** What you should do **
Lay out the records as a Markdown table with the columns Row and Line, numbering each row and leaving out blank lines. Include only the lines from the one containing "Expected: one point per instance of the white railing, reported" through the last line of the records, both ends included.

** Excerpted data **
────────────────────
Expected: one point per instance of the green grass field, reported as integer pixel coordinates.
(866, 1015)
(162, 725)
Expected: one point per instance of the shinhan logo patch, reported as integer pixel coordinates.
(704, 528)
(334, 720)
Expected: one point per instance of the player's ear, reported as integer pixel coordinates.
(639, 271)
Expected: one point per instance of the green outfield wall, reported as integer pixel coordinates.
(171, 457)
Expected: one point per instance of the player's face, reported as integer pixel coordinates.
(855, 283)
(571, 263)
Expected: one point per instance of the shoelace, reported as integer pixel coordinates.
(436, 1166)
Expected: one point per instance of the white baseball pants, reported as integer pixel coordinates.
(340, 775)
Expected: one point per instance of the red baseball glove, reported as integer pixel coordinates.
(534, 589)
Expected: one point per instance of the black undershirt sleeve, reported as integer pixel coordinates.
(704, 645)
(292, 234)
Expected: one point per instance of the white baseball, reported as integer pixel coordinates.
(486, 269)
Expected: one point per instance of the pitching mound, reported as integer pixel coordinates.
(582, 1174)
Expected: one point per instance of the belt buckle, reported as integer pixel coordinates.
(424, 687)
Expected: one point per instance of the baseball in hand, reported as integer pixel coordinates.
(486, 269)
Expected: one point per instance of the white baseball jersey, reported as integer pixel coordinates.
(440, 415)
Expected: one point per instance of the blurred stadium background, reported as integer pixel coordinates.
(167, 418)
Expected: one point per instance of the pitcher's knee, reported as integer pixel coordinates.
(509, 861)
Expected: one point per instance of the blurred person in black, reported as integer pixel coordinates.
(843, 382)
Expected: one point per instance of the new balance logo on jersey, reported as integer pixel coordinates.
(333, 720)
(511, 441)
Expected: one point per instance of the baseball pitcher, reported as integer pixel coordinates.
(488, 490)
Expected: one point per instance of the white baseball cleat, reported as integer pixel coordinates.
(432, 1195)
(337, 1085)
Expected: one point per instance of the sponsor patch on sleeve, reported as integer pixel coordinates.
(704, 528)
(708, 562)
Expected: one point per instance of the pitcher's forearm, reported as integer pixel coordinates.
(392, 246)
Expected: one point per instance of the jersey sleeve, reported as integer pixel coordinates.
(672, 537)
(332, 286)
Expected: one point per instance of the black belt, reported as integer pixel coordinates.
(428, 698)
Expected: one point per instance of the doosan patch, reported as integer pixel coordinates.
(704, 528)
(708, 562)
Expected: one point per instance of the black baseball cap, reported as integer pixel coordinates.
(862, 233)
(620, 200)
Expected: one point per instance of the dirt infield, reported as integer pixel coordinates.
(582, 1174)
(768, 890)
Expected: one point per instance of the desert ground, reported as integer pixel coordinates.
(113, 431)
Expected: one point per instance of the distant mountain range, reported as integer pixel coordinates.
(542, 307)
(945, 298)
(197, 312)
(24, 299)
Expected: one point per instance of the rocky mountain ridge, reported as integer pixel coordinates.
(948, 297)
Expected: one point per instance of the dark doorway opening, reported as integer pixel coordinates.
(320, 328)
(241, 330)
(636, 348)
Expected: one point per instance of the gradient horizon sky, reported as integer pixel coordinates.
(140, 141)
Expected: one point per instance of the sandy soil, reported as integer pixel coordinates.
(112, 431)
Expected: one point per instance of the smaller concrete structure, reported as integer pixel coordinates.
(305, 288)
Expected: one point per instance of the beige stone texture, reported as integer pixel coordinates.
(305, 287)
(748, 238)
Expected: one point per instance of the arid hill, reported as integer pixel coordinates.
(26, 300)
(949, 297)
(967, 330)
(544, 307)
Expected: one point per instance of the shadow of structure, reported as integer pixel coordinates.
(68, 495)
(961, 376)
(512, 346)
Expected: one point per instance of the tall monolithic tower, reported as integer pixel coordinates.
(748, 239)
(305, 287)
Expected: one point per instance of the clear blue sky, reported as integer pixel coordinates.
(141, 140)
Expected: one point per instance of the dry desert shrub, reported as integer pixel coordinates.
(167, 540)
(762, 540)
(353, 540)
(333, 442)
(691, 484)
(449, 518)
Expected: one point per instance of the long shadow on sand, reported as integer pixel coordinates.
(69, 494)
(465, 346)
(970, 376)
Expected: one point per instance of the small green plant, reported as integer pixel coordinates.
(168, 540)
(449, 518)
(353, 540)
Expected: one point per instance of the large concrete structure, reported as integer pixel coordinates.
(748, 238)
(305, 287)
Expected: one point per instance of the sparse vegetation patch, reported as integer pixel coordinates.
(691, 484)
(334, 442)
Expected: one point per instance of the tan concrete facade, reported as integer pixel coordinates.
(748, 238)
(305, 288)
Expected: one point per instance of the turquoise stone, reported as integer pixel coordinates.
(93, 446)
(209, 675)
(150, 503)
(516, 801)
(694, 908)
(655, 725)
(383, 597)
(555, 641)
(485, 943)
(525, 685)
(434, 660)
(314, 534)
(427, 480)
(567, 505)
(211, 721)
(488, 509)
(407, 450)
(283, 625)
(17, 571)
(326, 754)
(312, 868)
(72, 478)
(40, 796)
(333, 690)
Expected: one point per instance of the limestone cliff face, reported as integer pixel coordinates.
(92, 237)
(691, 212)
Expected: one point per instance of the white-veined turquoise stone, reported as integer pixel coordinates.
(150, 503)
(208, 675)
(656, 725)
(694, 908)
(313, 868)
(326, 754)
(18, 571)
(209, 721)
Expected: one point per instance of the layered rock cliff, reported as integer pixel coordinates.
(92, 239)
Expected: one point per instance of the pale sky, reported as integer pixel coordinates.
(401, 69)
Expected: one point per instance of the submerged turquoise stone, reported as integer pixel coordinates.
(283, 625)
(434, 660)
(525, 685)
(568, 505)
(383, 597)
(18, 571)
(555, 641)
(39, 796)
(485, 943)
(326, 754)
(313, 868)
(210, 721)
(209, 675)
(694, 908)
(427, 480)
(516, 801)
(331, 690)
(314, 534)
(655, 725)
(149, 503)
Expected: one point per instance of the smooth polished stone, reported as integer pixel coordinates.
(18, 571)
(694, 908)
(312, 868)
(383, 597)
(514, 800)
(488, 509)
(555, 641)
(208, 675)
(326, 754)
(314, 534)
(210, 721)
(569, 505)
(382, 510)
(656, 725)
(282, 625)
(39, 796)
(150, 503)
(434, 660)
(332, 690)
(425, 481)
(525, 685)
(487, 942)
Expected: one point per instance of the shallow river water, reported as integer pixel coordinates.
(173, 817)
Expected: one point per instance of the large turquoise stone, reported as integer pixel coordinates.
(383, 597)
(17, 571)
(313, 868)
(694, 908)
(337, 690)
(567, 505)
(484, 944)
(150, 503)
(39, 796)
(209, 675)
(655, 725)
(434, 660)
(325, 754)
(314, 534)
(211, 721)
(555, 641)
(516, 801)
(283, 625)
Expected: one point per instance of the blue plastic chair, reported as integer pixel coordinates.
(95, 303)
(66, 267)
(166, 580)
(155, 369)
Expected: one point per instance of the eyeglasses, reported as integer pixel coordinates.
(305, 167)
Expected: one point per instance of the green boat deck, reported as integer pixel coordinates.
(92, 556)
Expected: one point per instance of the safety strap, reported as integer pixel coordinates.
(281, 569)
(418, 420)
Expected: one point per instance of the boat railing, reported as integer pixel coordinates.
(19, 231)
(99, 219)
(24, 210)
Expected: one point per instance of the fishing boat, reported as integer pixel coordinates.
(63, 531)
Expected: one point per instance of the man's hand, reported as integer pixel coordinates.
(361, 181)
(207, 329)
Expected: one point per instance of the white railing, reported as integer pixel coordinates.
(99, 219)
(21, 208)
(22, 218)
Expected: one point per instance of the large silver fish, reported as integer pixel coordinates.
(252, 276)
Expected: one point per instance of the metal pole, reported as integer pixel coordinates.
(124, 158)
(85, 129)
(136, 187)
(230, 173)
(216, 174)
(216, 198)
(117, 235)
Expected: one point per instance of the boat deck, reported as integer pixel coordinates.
────────────────────
** Full solution **
| Row | Line |
|---|---|
| 1 | Expected: one point per instance of the white railing, reported as integer pixel coordinates. |
| 2 | (99, 219) |
| 3 | (21, 208) |
| 4 | (22, 218) |
| 5 | Expected: one point per instance of the large silver fish, reported as integer pixel coordinates. |
| 6 | (252, 276) |
| 7 | Expected: one point per instance of the metal pole, reported as integer pixel coordinates. |
| 8 | (124, 158) |
| 9 | (85, 129) |
| 10 | (136, 187) |
| 11 | (230, 173) |
| 12 | (216, 174) |
| 13 | (216, 198) |
| 14 | (117, 235) |
| 15 | Expected: one point per instance of the boat deck, reported as integer pixel coordinates. |